## WHAT IS NEEDED
I need the lines below from the one with "# pick out one point per instance of the bush" down to the one with "# pick out one point per instance of the turtle shell" reproduced exactly, both ends included, and nothing else.

## DATA UNDER STUDY
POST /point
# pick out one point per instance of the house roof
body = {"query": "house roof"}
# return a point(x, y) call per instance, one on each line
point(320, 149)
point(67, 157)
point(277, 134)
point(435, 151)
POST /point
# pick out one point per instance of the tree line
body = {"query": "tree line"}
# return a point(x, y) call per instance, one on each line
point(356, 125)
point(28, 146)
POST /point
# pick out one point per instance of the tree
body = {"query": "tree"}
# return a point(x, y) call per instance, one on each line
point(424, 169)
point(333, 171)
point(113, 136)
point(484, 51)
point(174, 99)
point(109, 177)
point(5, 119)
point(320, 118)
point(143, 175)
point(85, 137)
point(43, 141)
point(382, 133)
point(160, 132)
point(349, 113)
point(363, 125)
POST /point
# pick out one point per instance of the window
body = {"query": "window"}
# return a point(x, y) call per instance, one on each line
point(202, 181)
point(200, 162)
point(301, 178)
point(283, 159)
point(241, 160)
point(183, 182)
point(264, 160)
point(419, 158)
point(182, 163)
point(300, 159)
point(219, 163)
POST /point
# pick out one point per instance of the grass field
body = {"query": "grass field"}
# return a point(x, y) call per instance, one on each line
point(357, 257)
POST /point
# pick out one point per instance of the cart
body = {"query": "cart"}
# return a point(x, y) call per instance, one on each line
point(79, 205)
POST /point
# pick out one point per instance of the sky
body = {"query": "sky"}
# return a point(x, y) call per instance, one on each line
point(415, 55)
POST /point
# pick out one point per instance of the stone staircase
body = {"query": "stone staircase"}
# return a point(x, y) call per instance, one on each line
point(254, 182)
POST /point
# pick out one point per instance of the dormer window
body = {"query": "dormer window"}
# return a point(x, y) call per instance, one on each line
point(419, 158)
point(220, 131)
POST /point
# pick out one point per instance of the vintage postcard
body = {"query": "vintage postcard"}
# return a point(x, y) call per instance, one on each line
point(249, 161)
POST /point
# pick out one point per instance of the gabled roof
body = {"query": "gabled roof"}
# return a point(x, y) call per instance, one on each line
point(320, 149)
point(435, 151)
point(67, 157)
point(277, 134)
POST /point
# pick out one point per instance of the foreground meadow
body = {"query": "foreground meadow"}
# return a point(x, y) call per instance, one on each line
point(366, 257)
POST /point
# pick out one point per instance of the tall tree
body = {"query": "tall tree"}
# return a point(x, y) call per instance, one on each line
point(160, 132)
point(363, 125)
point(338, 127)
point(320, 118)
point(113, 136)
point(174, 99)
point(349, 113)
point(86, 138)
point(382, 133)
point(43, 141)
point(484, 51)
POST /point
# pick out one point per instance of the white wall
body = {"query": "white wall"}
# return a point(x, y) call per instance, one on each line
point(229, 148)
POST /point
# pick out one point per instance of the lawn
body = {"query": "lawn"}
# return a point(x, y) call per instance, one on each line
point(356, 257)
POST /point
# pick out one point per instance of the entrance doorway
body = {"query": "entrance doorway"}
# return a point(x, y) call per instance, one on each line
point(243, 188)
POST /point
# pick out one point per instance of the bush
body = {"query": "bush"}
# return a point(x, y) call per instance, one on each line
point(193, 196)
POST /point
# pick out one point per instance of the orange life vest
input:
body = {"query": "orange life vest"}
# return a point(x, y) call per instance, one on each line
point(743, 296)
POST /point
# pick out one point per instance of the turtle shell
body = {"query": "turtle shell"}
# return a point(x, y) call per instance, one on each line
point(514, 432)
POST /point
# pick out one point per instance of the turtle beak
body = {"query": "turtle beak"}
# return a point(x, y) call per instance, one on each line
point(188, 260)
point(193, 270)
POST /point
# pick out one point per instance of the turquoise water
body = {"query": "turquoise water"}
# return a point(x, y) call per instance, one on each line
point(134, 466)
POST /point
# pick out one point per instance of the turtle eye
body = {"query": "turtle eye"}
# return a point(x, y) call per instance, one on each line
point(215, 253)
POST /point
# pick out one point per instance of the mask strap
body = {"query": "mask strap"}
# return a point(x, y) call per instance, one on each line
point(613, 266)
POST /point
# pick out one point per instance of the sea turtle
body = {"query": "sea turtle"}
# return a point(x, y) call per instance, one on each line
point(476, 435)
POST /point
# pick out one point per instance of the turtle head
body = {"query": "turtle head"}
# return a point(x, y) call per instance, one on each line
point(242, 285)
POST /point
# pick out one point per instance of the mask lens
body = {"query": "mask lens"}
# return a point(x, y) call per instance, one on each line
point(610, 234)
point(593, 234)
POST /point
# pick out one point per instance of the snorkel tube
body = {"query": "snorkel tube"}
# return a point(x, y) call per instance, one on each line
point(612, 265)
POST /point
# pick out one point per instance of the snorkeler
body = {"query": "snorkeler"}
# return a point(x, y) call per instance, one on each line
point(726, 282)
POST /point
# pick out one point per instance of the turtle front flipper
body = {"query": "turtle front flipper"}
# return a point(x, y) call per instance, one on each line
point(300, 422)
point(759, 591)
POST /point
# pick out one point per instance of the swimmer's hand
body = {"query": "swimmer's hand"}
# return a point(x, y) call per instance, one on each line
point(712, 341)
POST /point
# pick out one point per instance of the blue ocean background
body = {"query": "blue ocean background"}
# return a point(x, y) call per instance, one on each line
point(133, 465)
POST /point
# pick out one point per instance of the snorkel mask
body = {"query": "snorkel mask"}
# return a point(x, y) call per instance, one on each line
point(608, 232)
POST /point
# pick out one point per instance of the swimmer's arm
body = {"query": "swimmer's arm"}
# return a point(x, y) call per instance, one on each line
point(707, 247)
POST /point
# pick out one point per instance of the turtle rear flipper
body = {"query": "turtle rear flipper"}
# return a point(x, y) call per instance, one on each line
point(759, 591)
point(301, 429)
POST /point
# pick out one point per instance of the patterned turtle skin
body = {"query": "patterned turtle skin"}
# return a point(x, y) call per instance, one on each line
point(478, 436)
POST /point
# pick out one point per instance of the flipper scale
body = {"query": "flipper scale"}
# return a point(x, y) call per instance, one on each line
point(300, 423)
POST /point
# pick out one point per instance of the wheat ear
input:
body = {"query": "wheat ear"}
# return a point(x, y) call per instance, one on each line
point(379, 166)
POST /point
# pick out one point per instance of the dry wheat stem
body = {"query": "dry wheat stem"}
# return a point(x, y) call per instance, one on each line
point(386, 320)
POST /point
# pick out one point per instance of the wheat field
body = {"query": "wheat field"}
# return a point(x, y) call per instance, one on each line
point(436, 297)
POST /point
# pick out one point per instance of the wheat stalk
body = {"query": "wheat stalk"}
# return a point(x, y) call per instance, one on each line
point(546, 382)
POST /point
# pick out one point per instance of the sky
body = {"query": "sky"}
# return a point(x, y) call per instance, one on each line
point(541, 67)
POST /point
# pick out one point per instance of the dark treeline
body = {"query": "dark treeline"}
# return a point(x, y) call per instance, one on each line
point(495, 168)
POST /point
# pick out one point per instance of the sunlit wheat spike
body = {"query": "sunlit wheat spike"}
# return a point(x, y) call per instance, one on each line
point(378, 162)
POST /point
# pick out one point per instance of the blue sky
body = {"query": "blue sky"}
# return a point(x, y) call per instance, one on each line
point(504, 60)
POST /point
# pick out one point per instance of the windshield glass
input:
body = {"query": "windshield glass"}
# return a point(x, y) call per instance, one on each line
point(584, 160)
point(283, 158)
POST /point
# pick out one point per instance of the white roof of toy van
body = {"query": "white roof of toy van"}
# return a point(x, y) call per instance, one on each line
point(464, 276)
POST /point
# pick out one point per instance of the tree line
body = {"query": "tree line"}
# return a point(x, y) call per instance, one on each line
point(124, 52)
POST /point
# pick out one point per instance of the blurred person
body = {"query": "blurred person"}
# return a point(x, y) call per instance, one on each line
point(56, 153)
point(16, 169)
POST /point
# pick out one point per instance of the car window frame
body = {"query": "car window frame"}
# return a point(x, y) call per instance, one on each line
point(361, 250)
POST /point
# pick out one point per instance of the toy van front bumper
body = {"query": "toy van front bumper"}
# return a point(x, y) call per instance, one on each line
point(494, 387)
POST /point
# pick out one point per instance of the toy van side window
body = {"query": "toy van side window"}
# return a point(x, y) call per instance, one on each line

## WRITTEN RESPONSE
# pick out one point per instance of the bush
body = {"query": "bush"}
# return a point(x, y) call per instance, one on each line
point(193, 196)
POST /point
# pick out one point per instance of the orange life vest
input:
body = {"query": "orange life vest"}
# return a point(x, y) call per instance, one on each line
point(743, 296)
POST /point
# pick out one point per instance of the turtle shell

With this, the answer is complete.